RECORDED DATA>
━━━━━━━━━━━━━━━━━━━━
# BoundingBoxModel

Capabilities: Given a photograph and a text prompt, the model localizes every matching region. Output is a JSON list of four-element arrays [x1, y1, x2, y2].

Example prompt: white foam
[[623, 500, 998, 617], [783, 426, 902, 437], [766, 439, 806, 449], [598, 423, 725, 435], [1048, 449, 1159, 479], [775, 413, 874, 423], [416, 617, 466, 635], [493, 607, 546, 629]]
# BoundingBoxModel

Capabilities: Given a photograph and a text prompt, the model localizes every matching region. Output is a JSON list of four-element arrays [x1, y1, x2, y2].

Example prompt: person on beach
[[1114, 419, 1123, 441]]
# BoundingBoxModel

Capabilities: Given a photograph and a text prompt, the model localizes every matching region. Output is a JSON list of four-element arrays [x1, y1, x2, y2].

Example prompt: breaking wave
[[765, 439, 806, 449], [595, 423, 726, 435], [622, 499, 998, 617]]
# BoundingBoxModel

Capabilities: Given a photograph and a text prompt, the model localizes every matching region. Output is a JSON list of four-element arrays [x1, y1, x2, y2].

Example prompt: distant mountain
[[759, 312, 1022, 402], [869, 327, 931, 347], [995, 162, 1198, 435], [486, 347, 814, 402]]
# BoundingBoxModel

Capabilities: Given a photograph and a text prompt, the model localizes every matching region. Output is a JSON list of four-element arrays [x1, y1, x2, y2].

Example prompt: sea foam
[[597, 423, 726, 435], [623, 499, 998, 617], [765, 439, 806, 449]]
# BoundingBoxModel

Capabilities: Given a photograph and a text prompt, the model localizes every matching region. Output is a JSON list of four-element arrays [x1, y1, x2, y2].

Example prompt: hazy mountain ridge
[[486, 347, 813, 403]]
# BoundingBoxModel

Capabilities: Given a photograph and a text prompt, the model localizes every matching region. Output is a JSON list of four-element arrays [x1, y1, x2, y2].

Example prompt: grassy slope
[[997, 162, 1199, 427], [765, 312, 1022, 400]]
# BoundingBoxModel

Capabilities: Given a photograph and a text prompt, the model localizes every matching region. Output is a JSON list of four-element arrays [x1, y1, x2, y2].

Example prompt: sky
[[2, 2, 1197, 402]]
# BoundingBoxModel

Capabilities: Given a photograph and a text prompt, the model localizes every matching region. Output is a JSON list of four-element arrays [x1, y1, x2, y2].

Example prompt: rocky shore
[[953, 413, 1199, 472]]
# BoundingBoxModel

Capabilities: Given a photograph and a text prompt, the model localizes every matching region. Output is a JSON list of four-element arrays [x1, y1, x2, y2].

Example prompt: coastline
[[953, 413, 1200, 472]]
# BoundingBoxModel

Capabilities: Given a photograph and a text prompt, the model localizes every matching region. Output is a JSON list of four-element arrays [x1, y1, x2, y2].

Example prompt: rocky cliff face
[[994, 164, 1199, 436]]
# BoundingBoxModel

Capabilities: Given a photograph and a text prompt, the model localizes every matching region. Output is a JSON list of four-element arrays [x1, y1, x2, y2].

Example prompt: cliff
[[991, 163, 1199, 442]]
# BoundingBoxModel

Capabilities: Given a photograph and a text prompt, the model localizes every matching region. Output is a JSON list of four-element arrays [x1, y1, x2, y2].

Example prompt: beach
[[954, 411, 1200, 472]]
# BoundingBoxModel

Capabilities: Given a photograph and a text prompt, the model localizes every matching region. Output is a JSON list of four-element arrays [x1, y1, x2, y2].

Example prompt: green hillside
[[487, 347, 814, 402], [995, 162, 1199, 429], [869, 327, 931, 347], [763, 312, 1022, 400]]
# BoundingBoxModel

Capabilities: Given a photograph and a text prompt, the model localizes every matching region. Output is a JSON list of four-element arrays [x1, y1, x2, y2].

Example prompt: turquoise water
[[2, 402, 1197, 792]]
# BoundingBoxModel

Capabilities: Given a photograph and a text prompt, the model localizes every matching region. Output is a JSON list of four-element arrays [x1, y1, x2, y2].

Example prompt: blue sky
━━━━━━━━━━━━━━━━━━━━
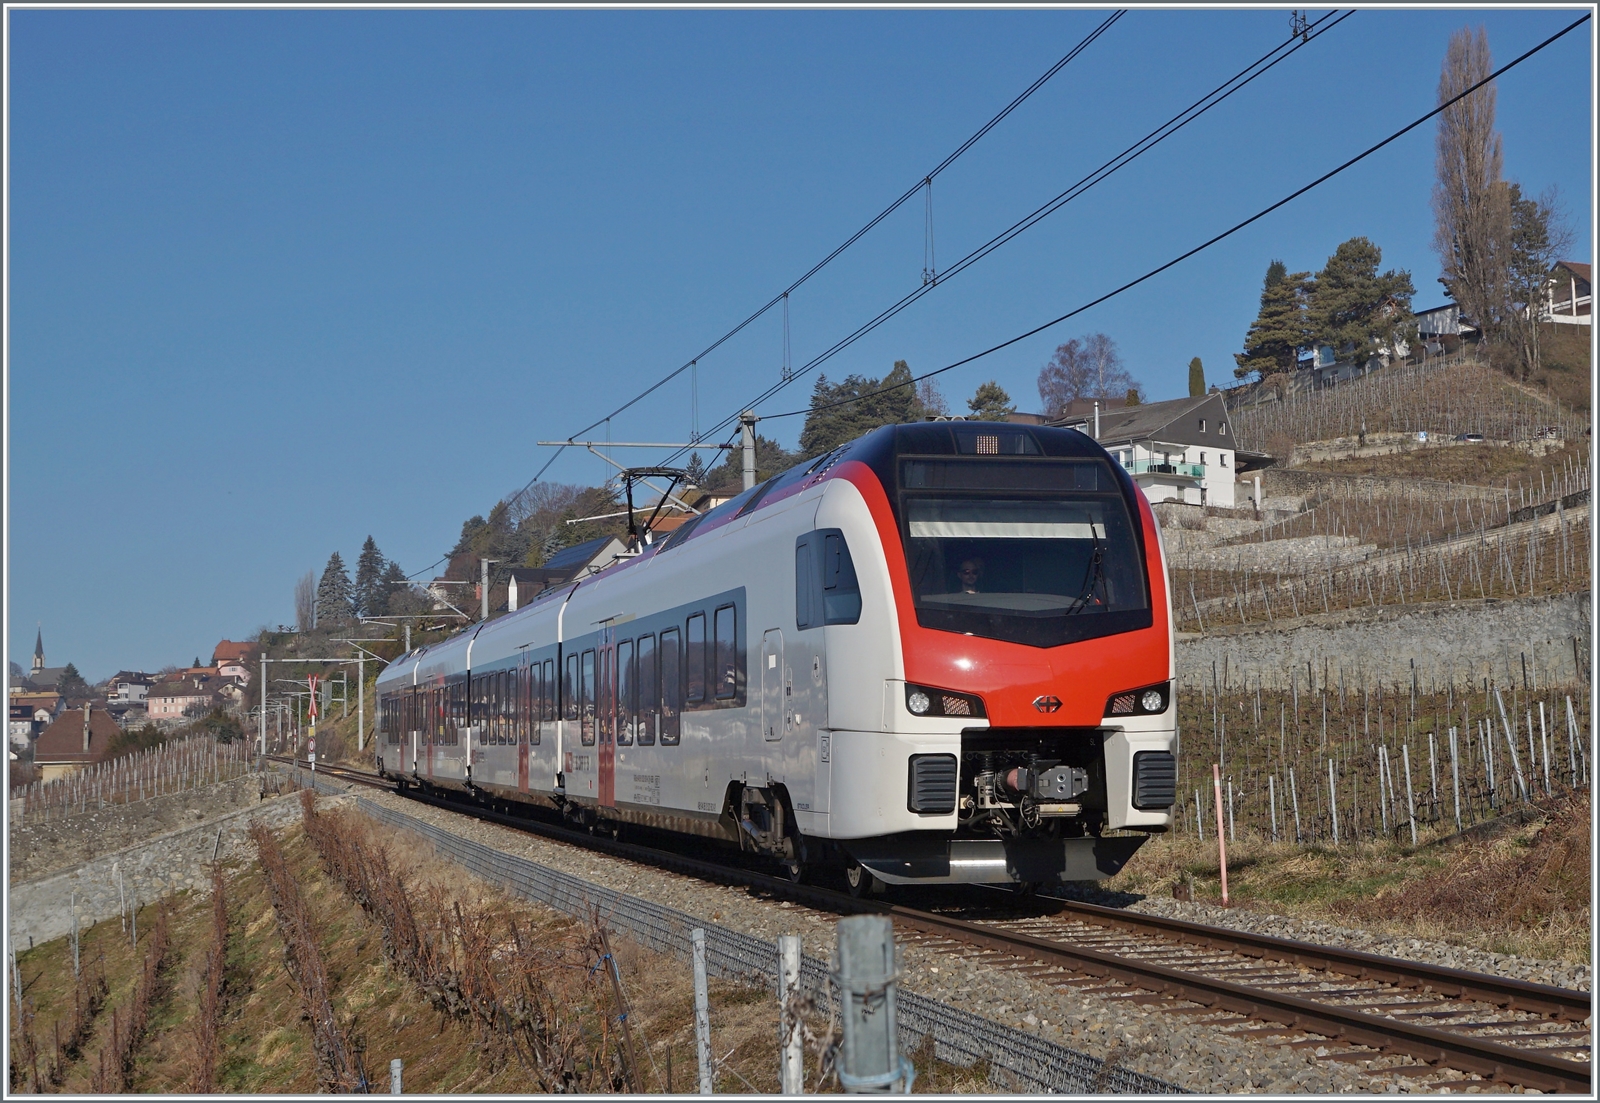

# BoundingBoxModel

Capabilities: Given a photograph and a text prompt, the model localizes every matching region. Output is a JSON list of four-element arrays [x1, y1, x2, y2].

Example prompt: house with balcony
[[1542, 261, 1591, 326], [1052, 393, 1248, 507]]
━━━━━━━━━━━━━━━━━━━━
WHAT YOU NEED TO DO> Print, from the entries above, the line with "Example prompt: beach", the line with "Example prompt: blue sky" and all lines between them, exactly and with nothing else.

SOLUTION FOR THIS EXERCISE>
Example prompt: beach
[[954, 411, 1200, 472]]
# BoundingBoxModel

Capabilities: Given a photograph and a text prompt, the model localizes every matching region. Output is a JSON list of four-element arrays [x1, y1, x2, y2].

Example prompt: green hillside
[[487, 347, 814, 402], [995, 162, 1199, 429], [869, 327, 931, 347], [763, 312, 1022, 400]]
# BoundingBoxModel

Capabilities: Given a photograph and a text prompt, the model localizes every matching region. Output is a JSON list of four-element arrays [x1, y1, x2, y2].

Example prompt: turquoise water
[[2, 402, 1197, 792]]
# BoundingBoxModel

Capabilities: Given a photograph and a text prompt, the model localizes every matching region. Output is a JSON list of four-element arrays [x1, y1, x2, y2].

Example prompt: blue sky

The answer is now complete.